#### TASK DIRECTIONS:
Copy out all the lines of the data that hold the word "shirt".

Stored items from a collection
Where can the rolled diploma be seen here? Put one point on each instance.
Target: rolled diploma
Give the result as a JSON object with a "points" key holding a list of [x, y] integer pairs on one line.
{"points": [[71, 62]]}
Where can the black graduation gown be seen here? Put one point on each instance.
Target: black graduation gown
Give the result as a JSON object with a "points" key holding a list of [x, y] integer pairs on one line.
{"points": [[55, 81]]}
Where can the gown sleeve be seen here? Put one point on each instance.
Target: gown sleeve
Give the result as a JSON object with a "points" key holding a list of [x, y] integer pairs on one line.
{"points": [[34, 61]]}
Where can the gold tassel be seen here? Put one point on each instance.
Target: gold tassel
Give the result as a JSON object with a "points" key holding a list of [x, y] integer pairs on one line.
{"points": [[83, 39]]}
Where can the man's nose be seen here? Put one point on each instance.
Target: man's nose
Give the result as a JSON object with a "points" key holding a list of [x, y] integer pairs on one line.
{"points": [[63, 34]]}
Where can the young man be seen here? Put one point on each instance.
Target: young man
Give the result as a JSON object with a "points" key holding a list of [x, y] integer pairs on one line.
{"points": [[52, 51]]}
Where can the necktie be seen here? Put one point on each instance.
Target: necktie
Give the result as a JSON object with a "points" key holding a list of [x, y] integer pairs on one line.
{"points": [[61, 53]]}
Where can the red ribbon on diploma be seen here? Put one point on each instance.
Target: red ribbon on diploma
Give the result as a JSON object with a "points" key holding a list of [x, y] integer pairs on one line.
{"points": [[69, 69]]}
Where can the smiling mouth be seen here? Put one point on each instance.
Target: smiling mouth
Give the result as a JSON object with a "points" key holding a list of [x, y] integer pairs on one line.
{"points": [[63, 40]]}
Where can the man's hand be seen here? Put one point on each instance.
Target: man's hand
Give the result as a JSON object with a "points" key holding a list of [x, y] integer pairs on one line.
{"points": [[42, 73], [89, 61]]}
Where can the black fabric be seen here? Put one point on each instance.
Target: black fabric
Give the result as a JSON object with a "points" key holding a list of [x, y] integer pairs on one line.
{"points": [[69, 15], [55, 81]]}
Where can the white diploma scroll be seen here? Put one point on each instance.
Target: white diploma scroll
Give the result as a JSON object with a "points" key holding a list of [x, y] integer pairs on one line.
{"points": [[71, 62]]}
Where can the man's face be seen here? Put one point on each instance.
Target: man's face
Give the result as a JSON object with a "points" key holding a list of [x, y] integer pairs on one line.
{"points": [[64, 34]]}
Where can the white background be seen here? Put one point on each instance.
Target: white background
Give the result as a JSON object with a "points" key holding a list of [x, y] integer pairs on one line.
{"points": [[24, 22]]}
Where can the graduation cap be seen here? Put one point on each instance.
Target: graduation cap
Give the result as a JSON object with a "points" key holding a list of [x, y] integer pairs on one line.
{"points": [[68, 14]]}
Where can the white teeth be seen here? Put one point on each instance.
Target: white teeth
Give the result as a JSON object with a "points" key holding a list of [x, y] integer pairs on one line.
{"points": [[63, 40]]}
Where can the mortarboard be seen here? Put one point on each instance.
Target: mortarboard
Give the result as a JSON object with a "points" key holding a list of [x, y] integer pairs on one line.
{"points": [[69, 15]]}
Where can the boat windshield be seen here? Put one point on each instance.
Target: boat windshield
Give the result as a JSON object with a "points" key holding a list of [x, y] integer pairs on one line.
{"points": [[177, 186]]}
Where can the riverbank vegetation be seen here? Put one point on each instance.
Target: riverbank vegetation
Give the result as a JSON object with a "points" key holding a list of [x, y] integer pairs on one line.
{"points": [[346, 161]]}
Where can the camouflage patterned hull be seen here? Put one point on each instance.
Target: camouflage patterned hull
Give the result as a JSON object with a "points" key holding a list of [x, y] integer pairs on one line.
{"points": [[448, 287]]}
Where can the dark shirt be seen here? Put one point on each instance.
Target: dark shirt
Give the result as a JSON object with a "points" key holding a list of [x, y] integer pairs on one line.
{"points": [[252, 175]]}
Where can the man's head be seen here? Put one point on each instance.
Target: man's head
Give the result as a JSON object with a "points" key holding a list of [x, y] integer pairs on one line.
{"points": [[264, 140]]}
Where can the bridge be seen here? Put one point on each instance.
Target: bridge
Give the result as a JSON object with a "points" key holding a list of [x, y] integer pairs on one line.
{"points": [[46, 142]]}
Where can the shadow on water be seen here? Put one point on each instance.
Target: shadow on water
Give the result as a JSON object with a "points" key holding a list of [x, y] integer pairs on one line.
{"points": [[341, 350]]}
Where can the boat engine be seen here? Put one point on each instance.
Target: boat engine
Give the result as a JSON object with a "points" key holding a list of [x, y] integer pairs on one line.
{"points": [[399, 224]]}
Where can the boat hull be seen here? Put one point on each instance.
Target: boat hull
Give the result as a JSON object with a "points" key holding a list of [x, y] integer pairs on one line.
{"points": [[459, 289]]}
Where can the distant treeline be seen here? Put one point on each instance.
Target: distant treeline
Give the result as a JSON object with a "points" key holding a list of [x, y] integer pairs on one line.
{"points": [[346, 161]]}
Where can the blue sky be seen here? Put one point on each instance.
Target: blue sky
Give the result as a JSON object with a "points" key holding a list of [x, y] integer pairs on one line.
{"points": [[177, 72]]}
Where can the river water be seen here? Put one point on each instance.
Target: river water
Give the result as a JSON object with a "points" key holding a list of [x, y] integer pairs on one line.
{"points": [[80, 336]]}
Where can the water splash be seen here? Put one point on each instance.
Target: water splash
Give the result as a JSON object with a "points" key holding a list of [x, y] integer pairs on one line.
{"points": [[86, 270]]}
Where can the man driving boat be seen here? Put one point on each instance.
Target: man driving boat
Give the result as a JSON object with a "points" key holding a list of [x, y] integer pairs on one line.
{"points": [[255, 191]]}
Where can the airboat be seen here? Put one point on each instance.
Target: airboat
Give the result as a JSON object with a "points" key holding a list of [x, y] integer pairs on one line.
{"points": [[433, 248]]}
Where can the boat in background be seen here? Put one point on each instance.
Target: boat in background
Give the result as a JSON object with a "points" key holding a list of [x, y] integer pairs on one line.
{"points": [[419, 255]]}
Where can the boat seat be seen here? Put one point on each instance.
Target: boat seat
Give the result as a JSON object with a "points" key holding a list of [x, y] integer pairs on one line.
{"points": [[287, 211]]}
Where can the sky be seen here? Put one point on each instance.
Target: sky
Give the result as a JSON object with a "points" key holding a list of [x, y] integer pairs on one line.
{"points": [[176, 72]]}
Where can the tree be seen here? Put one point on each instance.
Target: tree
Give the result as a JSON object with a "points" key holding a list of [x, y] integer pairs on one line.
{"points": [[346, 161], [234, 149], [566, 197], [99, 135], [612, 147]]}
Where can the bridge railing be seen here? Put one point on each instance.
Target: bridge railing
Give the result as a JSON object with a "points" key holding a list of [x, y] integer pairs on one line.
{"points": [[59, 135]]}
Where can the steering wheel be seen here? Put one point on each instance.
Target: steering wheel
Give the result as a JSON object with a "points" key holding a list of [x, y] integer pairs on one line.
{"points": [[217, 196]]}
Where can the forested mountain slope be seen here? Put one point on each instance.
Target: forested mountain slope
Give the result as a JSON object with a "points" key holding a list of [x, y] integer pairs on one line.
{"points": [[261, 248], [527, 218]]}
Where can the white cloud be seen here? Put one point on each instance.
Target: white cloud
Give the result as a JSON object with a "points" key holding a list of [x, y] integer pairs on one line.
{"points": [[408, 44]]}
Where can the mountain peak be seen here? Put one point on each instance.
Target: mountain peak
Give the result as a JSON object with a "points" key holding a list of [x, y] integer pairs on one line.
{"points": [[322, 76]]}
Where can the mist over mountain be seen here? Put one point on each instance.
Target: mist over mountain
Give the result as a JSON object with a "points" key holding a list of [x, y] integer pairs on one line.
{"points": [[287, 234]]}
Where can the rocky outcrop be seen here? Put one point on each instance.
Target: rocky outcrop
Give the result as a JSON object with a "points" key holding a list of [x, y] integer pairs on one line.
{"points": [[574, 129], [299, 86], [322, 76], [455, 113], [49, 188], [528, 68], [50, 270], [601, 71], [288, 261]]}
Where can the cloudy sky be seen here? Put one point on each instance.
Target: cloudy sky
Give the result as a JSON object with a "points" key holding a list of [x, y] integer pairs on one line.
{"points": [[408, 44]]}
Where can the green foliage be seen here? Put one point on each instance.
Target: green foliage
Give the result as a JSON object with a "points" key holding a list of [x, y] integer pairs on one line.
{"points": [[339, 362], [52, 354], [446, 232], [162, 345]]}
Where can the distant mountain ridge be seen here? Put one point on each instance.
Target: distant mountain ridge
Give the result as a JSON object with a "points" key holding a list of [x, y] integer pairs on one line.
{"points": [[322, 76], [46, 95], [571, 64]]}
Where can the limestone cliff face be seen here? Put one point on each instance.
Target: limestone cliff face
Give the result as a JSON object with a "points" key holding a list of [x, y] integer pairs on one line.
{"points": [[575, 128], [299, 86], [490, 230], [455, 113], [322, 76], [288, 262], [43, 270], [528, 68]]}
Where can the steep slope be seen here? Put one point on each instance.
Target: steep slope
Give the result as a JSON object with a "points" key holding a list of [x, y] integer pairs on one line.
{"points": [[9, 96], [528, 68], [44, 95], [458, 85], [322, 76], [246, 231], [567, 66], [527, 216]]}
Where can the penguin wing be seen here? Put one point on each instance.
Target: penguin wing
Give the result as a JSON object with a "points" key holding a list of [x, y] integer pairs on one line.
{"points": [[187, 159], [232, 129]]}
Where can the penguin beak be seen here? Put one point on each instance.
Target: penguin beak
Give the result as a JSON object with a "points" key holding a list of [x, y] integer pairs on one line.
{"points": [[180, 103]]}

#### ANSWER SPACE:
Where can the dark shirt be seen here? Put one point on each instance.
Target: dark shirt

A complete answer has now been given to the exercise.